*Data extracts*:
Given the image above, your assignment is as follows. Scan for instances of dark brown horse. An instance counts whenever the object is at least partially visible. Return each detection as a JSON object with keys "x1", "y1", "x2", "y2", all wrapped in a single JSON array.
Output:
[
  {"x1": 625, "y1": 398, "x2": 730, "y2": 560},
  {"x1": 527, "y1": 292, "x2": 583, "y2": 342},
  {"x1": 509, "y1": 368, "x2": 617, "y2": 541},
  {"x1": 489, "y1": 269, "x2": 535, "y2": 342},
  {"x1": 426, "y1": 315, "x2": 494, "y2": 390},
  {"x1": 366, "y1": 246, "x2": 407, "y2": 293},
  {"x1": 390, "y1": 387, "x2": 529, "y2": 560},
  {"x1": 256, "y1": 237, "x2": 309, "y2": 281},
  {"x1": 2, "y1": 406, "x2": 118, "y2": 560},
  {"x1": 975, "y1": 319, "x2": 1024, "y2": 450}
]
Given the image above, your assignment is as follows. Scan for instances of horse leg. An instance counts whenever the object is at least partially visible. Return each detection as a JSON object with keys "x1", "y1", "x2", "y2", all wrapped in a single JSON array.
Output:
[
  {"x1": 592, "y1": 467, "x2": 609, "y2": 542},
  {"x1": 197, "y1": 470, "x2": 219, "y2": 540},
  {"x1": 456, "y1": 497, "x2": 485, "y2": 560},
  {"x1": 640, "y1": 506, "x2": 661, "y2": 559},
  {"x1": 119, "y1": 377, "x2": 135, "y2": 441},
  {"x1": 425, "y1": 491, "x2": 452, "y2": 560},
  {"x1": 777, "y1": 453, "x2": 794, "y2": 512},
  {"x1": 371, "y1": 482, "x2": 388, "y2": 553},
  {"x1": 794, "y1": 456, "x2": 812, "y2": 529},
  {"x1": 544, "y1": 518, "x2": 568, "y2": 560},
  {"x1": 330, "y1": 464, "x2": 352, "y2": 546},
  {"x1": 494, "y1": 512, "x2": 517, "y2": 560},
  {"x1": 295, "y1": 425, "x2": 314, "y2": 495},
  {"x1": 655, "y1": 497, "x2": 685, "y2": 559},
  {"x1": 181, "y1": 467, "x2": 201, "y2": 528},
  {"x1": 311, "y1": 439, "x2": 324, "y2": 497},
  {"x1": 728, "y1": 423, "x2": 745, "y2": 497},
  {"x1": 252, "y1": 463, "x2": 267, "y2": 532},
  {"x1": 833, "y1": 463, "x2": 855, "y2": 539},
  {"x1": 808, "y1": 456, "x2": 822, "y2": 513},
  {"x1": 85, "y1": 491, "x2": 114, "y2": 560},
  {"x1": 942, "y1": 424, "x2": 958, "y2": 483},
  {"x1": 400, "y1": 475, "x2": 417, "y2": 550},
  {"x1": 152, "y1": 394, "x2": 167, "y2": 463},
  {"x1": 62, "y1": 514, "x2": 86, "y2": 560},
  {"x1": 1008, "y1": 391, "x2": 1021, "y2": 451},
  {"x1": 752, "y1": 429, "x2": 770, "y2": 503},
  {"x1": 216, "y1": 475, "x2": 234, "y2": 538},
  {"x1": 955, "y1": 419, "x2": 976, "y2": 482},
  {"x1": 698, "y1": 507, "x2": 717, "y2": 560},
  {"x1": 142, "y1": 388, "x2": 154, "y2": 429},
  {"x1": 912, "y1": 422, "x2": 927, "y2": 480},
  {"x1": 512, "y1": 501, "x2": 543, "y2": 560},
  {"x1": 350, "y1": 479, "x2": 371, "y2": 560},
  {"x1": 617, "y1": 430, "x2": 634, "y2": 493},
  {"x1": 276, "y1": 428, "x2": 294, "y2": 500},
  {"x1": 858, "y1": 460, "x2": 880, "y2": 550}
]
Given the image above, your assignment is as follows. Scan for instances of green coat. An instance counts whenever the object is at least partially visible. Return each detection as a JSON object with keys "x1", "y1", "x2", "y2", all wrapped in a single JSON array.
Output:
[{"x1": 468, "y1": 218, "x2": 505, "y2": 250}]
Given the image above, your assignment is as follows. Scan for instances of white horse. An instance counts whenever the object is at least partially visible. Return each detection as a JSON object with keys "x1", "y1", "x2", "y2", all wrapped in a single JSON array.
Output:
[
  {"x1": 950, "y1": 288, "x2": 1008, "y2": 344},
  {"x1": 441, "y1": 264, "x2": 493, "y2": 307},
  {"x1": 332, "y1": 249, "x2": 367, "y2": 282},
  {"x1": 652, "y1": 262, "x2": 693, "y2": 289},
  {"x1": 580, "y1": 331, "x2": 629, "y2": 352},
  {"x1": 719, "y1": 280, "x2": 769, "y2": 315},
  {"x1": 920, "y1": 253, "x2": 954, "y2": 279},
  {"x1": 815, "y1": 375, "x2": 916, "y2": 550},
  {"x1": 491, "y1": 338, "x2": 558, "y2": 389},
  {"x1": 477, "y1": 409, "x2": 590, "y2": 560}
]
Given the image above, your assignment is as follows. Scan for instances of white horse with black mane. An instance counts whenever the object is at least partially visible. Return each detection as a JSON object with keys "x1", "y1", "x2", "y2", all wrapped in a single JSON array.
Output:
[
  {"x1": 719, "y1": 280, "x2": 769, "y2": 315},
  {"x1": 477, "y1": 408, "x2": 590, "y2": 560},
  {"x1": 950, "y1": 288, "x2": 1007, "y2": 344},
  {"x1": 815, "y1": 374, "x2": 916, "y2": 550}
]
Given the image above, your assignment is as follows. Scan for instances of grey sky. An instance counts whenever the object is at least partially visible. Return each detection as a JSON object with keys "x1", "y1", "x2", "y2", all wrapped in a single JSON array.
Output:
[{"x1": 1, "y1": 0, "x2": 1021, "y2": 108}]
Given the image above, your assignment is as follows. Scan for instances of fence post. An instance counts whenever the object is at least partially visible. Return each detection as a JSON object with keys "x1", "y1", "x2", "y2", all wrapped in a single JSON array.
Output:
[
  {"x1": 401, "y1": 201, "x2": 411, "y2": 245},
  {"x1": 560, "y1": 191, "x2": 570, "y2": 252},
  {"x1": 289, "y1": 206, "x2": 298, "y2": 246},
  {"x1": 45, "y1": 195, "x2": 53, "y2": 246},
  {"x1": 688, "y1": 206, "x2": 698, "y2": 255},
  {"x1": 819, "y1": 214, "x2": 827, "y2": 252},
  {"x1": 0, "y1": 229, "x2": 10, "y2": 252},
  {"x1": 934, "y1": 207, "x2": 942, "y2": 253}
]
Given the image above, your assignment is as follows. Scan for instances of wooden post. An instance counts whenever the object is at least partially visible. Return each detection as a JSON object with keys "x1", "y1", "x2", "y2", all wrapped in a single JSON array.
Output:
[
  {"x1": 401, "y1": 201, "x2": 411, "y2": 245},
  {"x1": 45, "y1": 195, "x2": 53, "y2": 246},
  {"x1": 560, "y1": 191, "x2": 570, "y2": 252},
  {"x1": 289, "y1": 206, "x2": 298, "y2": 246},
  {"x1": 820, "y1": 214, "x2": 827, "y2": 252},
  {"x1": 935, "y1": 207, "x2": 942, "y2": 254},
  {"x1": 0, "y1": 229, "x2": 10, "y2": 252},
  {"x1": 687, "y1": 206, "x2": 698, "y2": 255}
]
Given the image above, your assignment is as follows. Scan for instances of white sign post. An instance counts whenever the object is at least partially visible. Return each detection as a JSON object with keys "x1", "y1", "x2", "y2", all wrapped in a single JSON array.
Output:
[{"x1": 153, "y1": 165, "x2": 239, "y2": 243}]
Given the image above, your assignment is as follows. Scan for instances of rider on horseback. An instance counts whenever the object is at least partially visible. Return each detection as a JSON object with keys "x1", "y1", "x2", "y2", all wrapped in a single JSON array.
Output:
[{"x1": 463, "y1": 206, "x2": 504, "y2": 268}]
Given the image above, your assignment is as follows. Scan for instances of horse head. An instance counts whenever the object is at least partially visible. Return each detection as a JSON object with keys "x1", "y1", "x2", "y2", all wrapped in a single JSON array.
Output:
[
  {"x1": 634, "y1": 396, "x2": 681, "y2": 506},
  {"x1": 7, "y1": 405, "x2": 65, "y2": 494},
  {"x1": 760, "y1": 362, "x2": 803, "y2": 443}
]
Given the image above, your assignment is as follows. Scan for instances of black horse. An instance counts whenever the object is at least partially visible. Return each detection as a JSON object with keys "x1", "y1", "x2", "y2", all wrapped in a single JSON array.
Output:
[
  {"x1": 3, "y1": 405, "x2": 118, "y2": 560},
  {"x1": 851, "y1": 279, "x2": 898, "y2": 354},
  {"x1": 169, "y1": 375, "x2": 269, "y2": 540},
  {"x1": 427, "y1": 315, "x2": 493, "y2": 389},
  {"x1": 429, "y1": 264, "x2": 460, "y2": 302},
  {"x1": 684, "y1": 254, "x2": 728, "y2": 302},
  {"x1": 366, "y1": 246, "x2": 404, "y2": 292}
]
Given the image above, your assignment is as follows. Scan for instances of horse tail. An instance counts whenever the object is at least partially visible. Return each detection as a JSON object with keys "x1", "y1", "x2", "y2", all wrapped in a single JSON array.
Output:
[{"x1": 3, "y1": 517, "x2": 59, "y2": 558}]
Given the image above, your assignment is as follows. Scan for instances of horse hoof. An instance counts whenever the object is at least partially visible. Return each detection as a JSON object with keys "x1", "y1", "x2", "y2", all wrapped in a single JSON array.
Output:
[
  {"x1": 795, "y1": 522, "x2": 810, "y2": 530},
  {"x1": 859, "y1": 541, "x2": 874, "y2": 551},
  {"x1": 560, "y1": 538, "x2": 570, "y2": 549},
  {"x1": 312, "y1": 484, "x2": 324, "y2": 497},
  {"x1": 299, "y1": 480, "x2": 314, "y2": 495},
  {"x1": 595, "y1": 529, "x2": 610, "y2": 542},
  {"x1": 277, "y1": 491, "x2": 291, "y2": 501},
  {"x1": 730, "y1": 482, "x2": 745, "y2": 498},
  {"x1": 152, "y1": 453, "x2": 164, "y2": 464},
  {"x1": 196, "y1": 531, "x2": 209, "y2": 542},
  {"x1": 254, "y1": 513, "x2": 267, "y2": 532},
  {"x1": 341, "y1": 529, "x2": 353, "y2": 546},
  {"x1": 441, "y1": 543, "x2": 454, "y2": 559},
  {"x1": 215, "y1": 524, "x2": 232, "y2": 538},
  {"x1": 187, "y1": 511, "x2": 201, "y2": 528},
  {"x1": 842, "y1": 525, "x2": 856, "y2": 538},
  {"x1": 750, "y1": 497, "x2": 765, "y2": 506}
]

*Problem description*: The answer must consist of every line from the data that holds the string "black".

*Result below*:
Given the image above, your assignment is as follows. Scan for instances of white horse with black mane. An instance counts whenever the object is at least partially visible. Return each detection as a JSON object with keys "x1", "y1", "x2", "y2", all wrapped in a single JSON array.
Given the image above, your assignment is as follows. Scan for instances of black horse. An instance counts whenever the object is at least partially visible. Return each detection as a JSON object with keys "x1", "y1", "x2", "y2", all wrapped in a single JSON array.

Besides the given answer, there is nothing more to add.